Please return every line of the records that contains the word "snow".

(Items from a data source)
_ _ _ _

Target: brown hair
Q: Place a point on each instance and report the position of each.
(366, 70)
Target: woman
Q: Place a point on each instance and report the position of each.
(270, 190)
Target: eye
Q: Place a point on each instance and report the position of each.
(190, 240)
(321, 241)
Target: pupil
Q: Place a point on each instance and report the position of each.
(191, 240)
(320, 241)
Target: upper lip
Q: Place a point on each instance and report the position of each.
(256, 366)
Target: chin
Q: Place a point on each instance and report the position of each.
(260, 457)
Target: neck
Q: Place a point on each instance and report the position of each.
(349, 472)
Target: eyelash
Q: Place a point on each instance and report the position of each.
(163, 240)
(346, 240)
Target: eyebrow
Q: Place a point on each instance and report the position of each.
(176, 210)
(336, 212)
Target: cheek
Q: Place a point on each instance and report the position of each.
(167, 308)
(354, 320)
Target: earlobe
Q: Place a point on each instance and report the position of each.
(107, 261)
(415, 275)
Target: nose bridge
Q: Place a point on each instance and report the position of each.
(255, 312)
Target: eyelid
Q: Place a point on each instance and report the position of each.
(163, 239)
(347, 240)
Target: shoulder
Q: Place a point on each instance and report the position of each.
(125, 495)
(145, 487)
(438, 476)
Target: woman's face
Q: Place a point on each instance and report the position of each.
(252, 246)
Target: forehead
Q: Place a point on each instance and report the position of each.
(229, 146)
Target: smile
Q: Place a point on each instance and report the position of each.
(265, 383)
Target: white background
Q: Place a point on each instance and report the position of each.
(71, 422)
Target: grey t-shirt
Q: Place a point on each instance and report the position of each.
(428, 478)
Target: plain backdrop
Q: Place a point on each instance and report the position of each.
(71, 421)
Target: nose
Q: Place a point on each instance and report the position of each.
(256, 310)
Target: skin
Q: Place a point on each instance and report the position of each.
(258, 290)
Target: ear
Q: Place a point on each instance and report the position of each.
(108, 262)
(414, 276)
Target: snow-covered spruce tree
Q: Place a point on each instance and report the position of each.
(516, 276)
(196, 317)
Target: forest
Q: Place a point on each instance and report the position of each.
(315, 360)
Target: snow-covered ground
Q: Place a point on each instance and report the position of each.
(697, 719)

_ _ _ _

## Answer box
Target: snow-covered spruce tree
Target: snow-covered ground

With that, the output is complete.